*** THE INPUT
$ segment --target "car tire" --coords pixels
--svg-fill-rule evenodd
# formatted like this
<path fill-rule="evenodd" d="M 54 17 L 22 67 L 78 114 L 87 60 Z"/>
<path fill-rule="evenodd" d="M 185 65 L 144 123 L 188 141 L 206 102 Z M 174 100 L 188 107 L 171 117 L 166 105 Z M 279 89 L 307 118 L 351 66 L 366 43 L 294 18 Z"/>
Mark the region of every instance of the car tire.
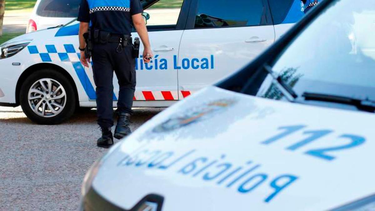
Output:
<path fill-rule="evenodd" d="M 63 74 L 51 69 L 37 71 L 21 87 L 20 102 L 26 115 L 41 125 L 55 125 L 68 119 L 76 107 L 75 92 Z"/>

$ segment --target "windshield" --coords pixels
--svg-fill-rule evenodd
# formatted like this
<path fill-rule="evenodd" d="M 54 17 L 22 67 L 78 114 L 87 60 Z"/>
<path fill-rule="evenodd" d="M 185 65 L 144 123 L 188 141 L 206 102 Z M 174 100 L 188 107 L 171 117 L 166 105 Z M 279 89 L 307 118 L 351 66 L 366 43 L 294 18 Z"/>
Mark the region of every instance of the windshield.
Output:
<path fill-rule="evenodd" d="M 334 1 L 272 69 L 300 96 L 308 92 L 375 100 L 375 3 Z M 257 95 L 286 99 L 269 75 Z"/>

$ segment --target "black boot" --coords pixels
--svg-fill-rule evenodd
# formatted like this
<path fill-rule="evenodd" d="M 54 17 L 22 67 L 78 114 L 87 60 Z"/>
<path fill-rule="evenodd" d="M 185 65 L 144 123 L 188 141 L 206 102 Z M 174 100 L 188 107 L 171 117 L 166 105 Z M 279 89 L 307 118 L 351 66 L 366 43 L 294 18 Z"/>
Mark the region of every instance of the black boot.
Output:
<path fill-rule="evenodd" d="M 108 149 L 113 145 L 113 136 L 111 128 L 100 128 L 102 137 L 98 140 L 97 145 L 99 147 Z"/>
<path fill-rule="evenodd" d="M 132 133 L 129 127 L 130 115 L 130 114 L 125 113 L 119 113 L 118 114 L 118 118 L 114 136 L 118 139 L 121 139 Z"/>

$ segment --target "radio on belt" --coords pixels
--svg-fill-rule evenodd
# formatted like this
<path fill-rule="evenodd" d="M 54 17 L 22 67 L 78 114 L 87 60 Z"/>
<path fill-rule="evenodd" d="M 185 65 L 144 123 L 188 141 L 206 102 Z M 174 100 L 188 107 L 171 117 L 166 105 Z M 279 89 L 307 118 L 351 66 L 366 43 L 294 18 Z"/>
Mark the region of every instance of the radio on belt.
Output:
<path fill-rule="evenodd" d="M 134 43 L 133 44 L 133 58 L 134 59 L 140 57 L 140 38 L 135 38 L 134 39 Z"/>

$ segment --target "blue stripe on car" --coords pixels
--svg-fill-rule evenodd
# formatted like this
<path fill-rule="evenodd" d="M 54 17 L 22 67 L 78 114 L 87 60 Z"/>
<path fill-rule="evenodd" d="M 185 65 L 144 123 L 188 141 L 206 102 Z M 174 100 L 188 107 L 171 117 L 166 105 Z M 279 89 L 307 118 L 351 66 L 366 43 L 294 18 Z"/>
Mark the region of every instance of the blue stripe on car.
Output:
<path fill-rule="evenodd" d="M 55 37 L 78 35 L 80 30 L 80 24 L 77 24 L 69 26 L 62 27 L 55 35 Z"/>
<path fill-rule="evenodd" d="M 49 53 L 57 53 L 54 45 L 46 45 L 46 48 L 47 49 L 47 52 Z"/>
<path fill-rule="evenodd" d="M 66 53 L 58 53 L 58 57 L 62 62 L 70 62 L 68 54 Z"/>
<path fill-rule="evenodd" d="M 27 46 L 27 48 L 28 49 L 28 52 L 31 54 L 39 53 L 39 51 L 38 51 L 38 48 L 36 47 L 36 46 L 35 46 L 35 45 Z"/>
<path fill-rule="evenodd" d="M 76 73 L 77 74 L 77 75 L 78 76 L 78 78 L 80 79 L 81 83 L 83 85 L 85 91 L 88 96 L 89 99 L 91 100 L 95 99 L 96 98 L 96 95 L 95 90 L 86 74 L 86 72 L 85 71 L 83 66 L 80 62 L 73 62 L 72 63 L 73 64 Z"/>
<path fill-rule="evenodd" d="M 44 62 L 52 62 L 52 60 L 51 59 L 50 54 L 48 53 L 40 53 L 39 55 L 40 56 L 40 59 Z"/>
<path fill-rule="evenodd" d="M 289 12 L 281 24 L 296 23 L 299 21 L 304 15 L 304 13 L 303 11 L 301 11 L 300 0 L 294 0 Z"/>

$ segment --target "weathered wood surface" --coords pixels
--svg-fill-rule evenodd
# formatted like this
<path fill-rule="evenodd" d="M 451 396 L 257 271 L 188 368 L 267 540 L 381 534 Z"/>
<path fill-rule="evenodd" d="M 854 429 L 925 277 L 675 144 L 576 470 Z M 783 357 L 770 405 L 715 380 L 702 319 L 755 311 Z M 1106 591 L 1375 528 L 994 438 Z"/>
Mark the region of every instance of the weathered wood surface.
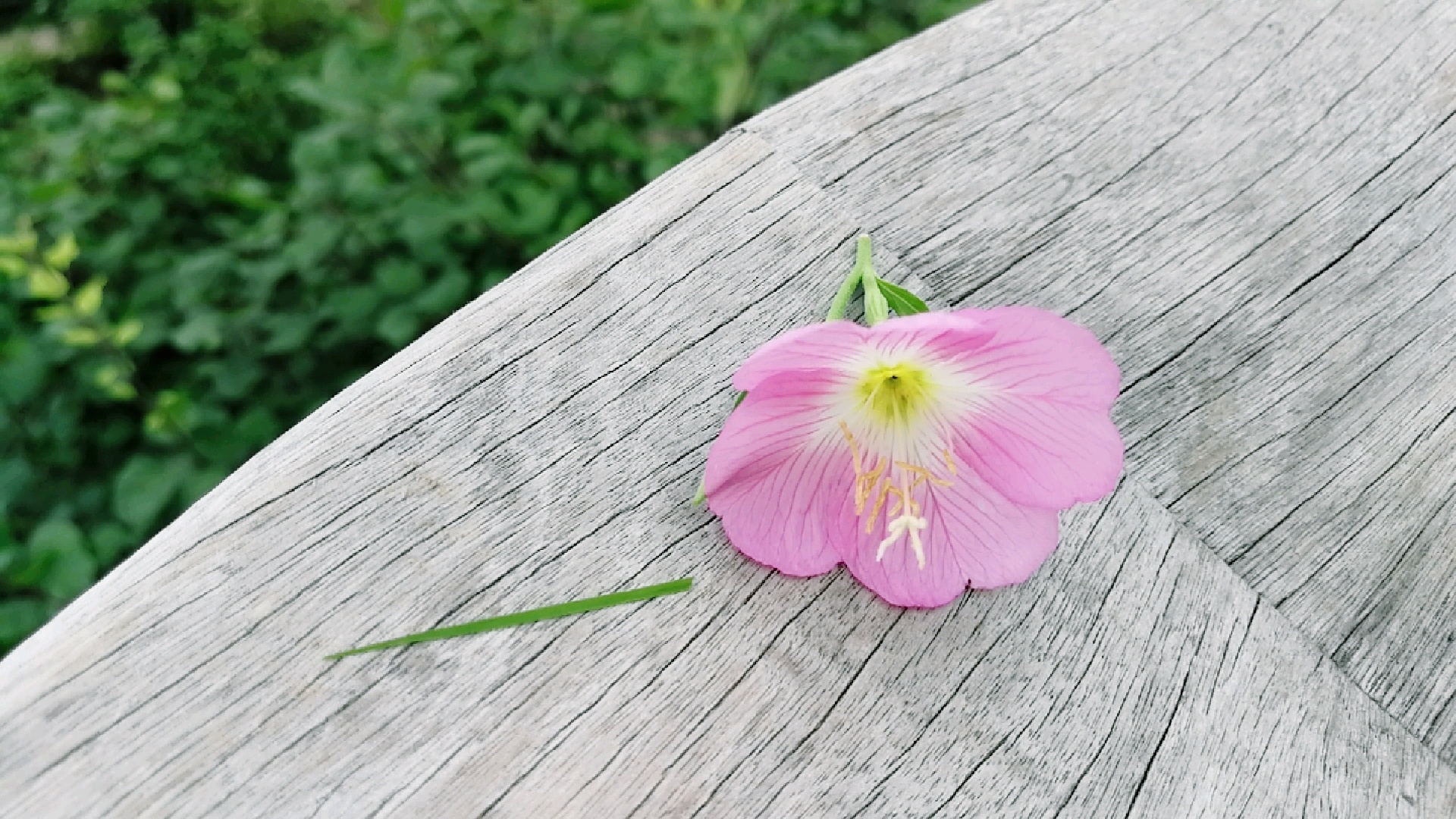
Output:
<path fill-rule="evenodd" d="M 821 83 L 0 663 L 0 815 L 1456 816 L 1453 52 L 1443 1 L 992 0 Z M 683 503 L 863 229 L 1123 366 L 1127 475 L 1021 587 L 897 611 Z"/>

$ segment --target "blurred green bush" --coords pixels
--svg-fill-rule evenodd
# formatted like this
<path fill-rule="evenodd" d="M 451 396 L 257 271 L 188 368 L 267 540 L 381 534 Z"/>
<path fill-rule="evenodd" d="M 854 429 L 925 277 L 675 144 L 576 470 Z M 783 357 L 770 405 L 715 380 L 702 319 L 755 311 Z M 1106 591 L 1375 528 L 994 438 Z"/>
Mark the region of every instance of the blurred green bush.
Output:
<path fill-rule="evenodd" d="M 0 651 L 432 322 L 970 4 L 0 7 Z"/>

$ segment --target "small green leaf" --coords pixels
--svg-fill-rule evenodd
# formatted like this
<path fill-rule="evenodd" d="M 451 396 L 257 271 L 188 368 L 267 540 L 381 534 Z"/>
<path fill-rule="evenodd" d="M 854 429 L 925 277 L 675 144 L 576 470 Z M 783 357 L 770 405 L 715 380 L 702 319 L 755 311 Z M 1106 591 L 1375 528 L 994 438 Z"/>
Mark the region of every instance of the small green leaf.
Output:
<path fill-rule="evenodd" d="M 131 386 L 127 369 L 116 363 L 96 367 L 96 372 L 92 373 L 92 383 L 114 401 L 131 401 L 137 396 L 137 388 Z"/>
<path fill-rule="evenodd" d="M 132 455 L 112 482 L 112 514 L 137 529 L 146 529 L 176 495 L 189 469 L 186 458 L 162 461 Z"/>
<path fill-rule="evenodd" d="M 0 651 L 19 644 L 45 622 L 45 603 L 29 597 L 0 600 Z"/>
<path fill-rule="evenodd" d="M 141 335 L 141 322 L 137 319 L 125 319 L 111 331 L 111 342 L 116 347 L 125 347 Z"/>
******
**WHAT YOU NEED TO DO:** Rewrite every one of the lines above as a Markdown table with the columns Row and Line, numbering the rows and skipping blank lines. Leave the pictures out of the table.

**OUTPUT:**
| Row | Line |
|---|---|
| 1 | $ segment --target "car tire" --coords pixels |
| 2 | --svg-fill-rule evenodd |
| 3 | # formatted like this |
| 4 | <path fill-rule="evenodd" d="M 54 17 L 22 67 L 78 114 L 87 60 Z"/> |
| 5 | <path fill-rule="evenodd" d="M 185 65 L 144 123 L 188 141 L 206 102 Z M 174 100 L 188 107 L 171 117 L 166 105 Z M 279 89 L 307 118 L 351 66 L 366 43 L 294 18 Z"/> |
| 6 | Mark the region of every instance of the car tire. |
| 7 | Output: |
| 8 | <path fill-rule="evenodd" d="M 63 74 L 51 69 L 37 71 L 21 87 L 20 102 L 26 115 L 41 125 L 55 125 L 68 119 L 76 107 L 75 92 Z"/> |
| 9 | $ segment --target "windshield" --coords pixels |
| 10 | --svg-fill-rule evenodd |
| 11 | # formatted like this |
| 12 | <path fill-rule="evenodd" d="M 54 17 L 22 67 L 78 114 L 87 60 Z"/> |
| 13 | <path fill-rule="evenodd" d="M 185 65 L 144 123 L 188 141 L 206 102 Z M 174 100 L 188 107 L 171 117 L 166 105 Z M 279 89 L 307 118 L 351 66 L 366 43 L 294 18 Z"/> |
| 14 | Mark the region of every instance of the windshield. |
| 15 | Output: |
| 16 | <path fill-rule="evenodd" d="M 334 1 L 272 69 L 300 96 L 308 92 L 375 100 L 375 3 Z M 257 95 L 286 99 L 269 75 Z"/> |
| 17 | $ segment --target "black boot" --coords pixels |
| 18 | --svg-fill-rule evenodd |
| 19 | # formatted like this |
| 20 | <path fill-rule="evenodd" d="M 54 17 L 22 67 L 78 114 L 87 60 Z"/> |
| 21 | <path fill-rule="evenodd" d="M 185 65 L 144 123 L 188 141 L 206 102 Z M 174 100 L 188 107 L 171 117 L 166 105 Z M 279 89 L 307 118 L 351 66 L 366 43 L 294 18 Z"/> |
| 22 | Mark the region of every instance of the black boot. |
| 23 | Output: |
| 24 | <path fill-rule="evenodd" d="M 108 149 L 113 145 L 113 136 L 111 128 L 100 128 L 102 137 L 98 140 L 97 145 L 99 147 Z"/> |
| 25 | <path fill-rule="evenodd" d="M 132 133 L 129 127 L 130 115 L 130 114 L 125 113 L 119 113 L 118 114 L 118 118 L 114 136 L 118 139 L 121 139 Z"/> |
| 26 | $ segment --target "radio on belt" --coords pixels |
| 27 | --svg-fill-rule evenodd |
| 28 | # formatted like this |
| 29 | <path fill-rule="evenodd" d="M 54 17 L 22 67 L 78 114 L 87 60 Z"/> |
| 30 | <path fill-rule="evenodd" d="M 185 65 L 144 123 L 188 141 L 206 102 Z M 174 100 L 188 107 L 171 117 L 166 105 Z M 279 89 L 307 118 L 351 66 L 366 43 L 294 18 Z"/> |
| 31 | Mark the region of every instance of the radio on belt. |
| 32 | Output: |
| 33 | <path fill-rule="evenodd" d="M 134 43 L 133 44 L 133 58 L 134 59 L 140 57 L 140 38 L 135 38 L 134 39 Z"/> |
| 34 | $ segment --target "blue stripe on car" --coords pixels |
| 35 | --svg-fill-rule evenodd |
| 36 | # formatted like this |
| 37 | <path fill-rule="evenodd" d="M 54 17 L 22 67 L 78 114 L 87 60 Z"/> |
| 38 | <path fill-rule="evenodd" d="M 185 65 L 144 123 L 188 141 L 206 102 Z M 174 100 L 188 107 L 171 117 L 166 105 Z M 279 89 L 307 118 L 351 66 L 366 43 L 294 18 Z"/> |
| 39 | Mark the region of every instance of the blue stripe on car. |
| 40 | Output: |
| 41 | <path fill-rule="evenodd" d="M 55 37 L 78 35 L 80 30 L 80 24 L 77 24 L 69 26 L 62 27 L 55 35 Z"/> |
| 42 | <path fill-rule="evenodd" d="M 49 53 L 57 53 L 54 45 L 46 45 L 46 48 L 47 49 L 47 52 Z"/> |
| 43 | <path fill-rule="evenodd" d="M 66 53 L 58 53 L 58 57 L 62 62 L 70 62 L 68 54 Z"/> |
| 44 | <path fill-rule="evenodd" d="M 27 46 L 27 48 L 28 49 L 28 52 L 31 54 L 39 53 L 39 51 L 38 51 L 38 48 L 36 47 L 36 46 L 35 46 L 35 45 Z"/> |
| 45 | <path fill-rule="evenodd" d="M 76 73 L 77 74 L 77 75 L 78 76 L 78 78 L 80 79 L 81 83 L 83 85 L 85 91 L 88 96 L 89 99 L 91 100 L 95 99 L 96 98 L 96 95 L 95 90 L 86 74 L 86 72 L 85 71 L 83 66 L 80 62 L 73 62 L 72 63 L 73 64 Z"/> |
| 46 | <path fill-rule="evenodd" d="M 44 62 L 52 62 L 52 60 L 51 59 L 50 54 L 48 53 L 40 53 L 39 55 L 40 56 L 40 59 Z"/> |
| 47 | <path fill-rule="evenodd" d="M 289 12 L 281 24 L 296 23 L 299 21 L 304 15 L 304 13 L 303 11 L 301 11 L 300 0 L 294 0 Z"/> |
| 48 | $ segment --target "weathered wood surface" --coords pixels |
| 49 | --svg-fill-rule evenodd |
| 50 | # formatted like this |
| 51 | <path fill-rule="evenodd" d="M 451 396 L 257 271 L 188 368 L 267 540 L 381 534 Z"/> |
| 52 | <path fill-rule="evenodd" d="M 854 429 L 925 277 L 675 144 L 576 470 Z M 783 357 L 770 405 L 715 380 L 702 319 L 755 311 Z M 1106 591 L 1375 528 L 994 438 Z"/> |
| 53 | Mark the region of every instance of the weathered wood surface. |
| 54 | Output: |
| 55 | <path fill-rule="evenodd" d="M 821 83 L 0 663 L 0 815 L 1456 816 L 1453 52 L 1443 1 L 992 0 Z M 683 503 L 863 229 L 1123 366 L 1127 475 L 1021 587 L 897 611 Z"/> |
| 56 | $ segment --target "blurred green bush" --coords pixels |
| 57 | --svg-fill-rule evenodd |
| 58 | # formatted like this |
| 59 | <path fill-rule="evenodd" d="M 451 396 L 257 271 L 188 368 L 267 540 L 381 534 Z"/> |
| 60 | <path fill-rule="evenodd" d="M 854 429 L 925 277 L 675 144 L 576 470 Z M 783 357 L 770 405 L 715 380 L 702 319 L 755 311 Z M 1106 591 L 1375 528 L 994 438 Z"/> |
| 61 | Mark the region of every instance of the blurred green bush. |
| 62 | Output: |
| 63 | <path fill-rule="evenodd" d="M 0 651 L 432 322 L 970 4 L 0 7 Z"/> |
| 64 | $ segment --target "small green leaf" --coords pixels |
| 65 | --svg-fill-rule evenodd |
| 66 | # formatted like this |
| 67 | <path fill-rule="evenodd" d="M 451 396 L 257 271 L 188 368 L 267 540 L 381 534 Z"/> |
| 68 | <path fill-rule="evenodd" d="M 854 429 L 925 277 L 675 144 L 576 470 Z M 783 357 L 770 405 L 715 380 L 702 319 L 755 311 Z M 1106 591 L 1375 528 L 994 438 Z"/> |
| 69 | Mark the region of every instance of the small green leaf. |
| 70 | Output: |
| 71 | <path fill-rule="evenodd" d="M 131 386 L 127 369 L 116 363 L 96 367 L 96 372 L 92 373 L 92 383 L 114 401 L 131 401 L 137 396 L 137 388 Z"/> |
| 72 | <path fill-rule="evenodd" d="M 132 455 L 112 482 L 112 514 L 137 529 L 146 529 L 176 495 L 189 469 L 186 458 L 162 461 Z"/> |
| 73 | <path fill-rule="evenodd" d="M 0 651 L 19 644 L 45 622 L 45 603 L 29 597 L 0 600 Z"/> |
| 74 | <path fill-rule="evenodd" d="M 141 335 L 141 322 L 137 319 L 125 319 L 111 331 L 111 342 L 116 347 L 125 347 Z"/> |